» **Stated task**
Rewrite everything from the line containing "For each instance of the grapple" down to the end of the entries, changing "green tree" to "pine tree" and leaving all else as it is. Return only that span.

╭─ Entries provided

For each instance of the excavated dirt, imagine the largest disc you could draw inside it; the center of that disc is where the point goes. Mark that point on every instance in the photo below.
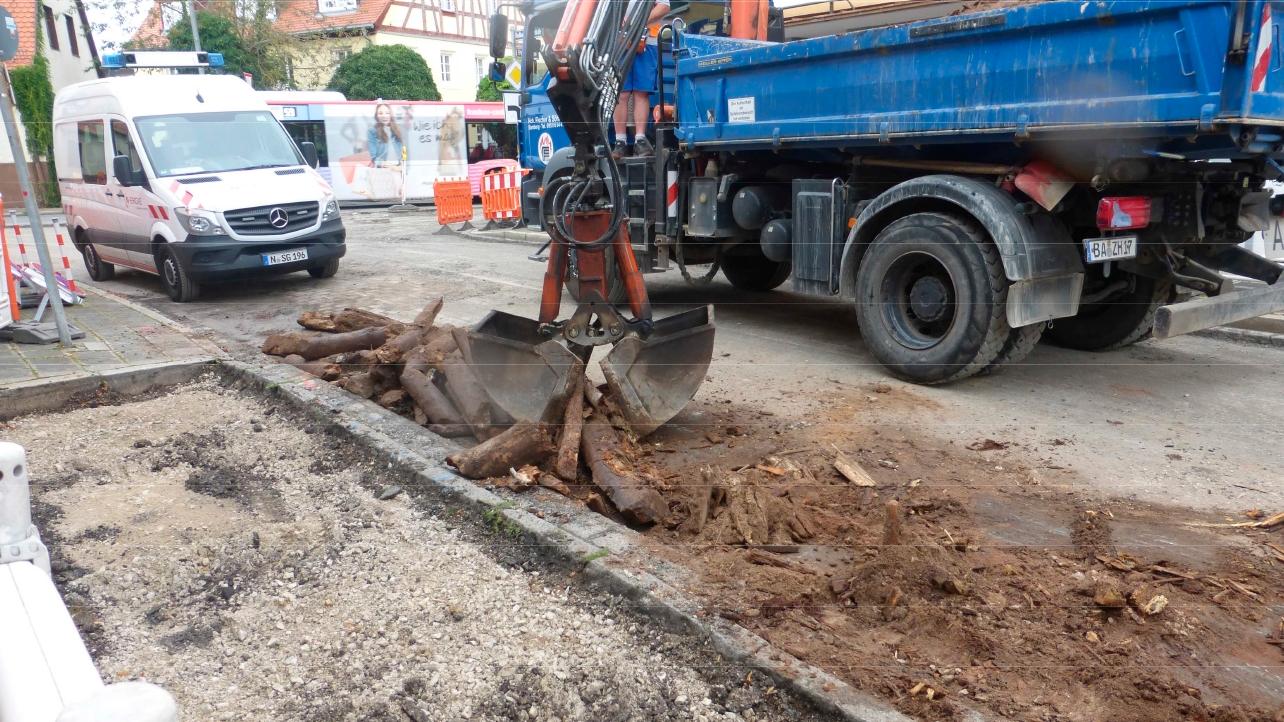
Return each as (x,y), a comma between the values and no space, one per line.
(242,558)
(1008,592)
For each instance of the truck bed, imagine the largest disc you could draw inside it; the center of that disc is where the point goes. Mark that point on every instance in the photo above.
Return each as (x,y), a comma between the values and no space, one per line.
(1160,72)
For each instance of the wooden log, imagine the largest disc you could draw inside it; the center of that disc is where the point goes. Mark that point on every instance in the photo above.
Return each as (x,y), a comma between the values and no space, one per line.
(317,346)
(466,393)
(891,524)
(321,369)
(317,321)
(573,427)
(428,316)
(637,501)
(520,445)
(432,400)
(851,470)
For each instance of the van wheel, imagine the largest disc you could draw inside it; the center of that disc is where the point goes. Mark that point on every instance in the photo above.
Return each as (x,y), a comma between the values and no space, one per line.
(1119,320)
(325,271)
(931,298)
(175,279)
(98,269)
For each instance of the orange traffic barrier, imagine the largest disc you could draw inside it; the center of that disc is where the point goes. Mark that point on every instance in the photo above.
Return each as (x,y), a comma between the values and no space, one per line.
(501,193)
(66,276)
(453,198)
(5,269)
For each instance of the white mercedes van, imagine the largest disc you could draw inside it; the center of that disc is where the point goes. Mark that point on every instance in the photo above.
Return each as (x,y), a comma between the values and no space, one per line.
(193,179)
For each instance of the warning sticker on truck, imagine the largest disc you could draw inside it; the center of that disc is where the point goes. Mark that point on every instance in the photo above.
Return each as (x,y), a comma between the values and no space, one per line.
(741,111)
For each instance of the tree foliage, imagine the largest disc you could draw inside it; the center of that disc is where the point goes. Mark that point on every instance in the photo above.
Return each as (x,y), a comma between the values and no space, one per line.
(394,72)
(491,91)
(248,44)
(34,95)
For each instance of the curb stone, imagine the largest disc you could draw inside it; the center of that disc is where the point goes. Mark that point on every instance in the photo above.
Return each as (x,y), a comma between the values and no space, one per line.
(1243,335)
(421,454)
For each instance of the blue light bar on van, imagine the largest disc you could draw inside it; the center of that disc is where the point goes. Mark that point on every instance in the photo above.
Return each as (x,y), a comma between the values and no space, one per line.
(162,59)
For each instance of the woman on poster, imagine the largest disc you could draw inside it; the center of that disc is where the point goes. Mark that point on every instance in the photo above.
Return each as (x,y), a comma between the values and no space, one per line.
(387,156)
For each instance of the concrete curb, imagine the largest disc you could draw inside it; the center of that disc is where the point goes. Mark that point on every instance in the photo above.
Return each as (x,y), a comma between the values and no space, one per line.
(1243,335)
(582,535)
(507,235)
(41,395)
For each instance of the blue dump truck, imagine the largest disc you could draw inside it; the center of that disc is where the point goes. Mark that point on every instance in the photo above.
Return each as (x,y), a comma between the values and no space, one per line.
(1075,171)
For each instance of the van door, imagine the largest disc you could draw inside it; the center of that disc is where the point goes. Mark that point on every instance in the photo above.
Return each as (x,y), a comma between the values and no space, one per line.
(95,204)
(136,208)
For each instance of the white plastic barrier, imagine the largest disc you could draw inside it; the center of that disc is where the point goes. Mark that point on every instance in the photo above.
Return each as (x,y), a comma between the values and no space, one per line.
(45,671)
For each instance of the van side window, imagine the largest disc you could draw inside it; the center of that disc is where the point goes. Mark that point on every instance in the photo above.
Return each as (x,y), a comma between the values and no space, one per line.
(122,145)
(93,150)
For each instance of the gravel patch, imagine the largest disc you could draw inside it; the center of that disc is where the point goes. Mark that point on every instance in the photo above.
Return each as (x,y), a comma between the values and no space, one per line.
(244,562)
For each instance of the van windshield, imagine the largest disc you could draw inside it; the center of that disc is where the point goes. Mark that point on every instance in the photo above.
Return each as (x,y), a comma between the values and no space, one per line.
(211,143)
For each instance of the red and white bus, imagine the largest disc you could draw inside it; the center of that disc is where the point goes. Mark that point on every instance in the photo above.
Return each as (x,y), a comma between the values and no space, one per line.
(393,150)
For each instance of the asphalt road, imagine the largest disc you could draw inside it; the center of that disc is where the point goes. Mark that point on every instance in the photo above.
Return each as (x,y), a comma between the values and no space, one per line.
(1192,420)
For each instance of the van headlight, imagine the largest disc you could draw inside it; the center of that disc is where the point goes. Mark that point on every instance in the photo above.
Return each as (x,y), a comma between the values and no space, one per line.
(198,222)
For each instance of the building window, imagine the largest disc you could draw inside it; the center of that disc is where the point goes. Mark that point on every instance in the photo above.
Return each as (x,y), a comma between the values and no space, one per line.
(72,44)
(50,28)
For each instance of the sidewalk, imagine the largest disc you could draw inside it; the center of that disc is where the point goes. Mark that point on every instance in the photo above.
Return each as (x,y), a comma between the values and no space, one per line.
(118,334)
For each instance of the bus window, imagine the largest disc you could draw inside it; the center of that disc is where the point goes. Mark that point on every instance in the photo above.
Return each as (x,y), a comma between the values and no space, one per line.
(491,141)
(312,131)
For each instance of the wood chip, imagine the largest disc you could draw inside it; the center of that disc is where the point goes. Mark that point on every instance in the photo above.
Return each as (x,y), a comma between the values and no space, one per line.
(851,470)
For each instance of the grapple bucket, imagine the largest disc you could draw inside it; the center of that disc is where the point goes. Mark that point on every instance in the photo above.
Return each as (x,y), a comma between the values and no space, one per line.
(527,375)
(656,377)
(530,377)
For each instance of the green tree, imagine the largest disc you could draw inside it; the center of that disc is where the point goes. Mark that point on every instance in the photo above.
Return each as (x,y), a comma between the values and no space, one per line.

╰─

» **Full solution**
For each instance of the grapple bucket, imagine the largest disc you could draw inside it; the center of that disc is where the point goes. Mark that point on every instance in the photo above.
Return each as (x,y), a comma between the values and no space, one per line.
(527,375)
(656,377)
(530,377)
For each instance of the pine tree, imagine the largest disc you could draw inside it; the center of that disc is where the point goes. Mark that point on every instance in the photo above.
Return each as (x,y), a comma between the values and no space, one per line.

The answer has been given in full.